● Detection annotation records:
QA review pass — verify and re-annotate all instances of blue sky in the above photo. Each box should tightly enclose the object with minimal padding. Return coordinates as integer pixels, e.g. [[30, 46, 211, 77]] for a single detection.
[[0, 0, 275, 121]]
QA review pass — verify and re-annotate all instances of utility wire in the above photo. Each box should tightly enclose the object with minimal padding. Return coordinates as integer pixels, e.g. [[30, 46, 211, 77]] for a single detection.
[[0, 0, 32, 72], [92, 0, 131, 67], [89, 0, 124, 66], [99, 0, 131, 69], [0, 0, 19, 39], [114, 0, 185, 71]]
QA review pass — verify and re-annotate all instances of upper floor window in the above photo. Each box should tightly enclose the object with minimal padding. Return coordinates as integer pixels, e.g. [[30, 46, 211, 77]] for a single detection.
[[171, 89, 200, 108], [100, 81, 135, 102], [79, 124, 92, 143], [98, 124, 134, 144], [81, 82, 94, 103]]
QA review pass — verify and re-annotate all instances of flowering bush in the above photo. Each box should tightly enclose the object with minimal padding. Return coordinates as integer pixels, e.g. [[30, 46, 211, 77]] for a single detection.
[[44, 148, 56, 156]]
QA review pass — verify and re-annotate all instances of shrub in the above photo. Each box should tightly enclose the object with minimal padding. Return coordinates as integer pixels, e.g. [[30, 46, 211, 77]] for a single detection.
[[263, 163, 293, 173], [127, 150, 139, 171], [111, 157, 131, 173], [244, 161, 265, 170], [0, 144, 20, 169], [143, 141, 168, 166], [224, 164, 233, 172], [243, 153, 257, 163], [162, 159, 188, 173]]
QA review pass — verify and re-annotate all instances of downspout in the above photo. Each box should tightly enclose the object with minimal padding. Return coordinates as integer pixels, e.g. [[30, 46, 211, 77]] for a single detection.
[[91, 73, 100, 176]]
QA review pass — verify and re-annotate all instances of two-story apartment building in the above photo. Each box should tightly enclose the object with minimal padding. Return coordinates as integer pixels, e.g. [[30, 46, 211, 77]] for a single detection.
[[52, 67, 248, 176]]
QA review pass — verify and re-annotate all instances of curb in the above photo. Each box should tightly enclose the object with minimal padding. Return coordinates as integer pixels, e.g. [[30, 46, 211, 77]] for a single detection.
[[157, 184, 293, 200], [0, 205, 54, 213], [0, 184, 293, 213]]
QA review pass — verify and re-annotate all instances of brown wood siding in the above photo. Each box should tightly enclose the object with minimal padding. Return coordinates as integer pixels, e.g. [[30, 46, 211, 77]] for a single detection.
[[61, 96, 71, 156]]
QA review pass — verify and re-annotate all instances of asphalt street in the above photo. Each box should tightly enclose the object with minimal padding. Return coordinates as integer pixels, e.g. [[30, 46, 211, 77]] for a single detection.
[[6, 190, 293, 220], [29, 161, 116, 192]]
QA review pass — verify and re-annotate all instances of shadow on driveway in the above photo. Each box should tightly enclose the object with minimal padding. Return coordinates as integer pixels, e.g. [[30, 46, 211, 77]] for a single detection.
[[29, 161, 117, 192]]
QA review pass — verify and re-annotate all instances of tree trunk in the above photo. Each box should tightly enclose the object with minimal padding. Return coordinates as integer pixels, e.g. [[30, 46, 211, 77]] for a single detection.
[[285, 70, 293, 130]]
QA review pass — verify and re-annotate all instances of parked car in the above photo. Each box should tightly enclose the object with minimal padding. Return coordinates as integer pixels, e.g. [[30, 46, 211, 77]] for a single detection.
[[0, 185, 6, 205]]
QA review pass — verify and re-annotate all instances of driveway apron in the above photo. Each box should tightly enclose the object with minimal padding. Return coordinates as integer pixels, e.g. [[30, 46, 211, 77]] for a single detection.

● Direction:
Rescale the box coordinates in the answers by writing out again every line of the items from the line containing "instances of two-story" through the line containing "[[52, 67, 248, 176]]", both included. Multiply each coordinate by 2.45 and round to a whole number, with halves going up, and leave the rest of each line unchanged.

● Answer to this problem:
QA review pass — verify and re-annotate all instances of two-story apartment building in the above photo. Each box should tightly enclose the object with minimal padding. Return coordinates as integer pixels, e.g. [[30, 46, 211, 77]] for a single detection.
[[127, 164, 608, 431]]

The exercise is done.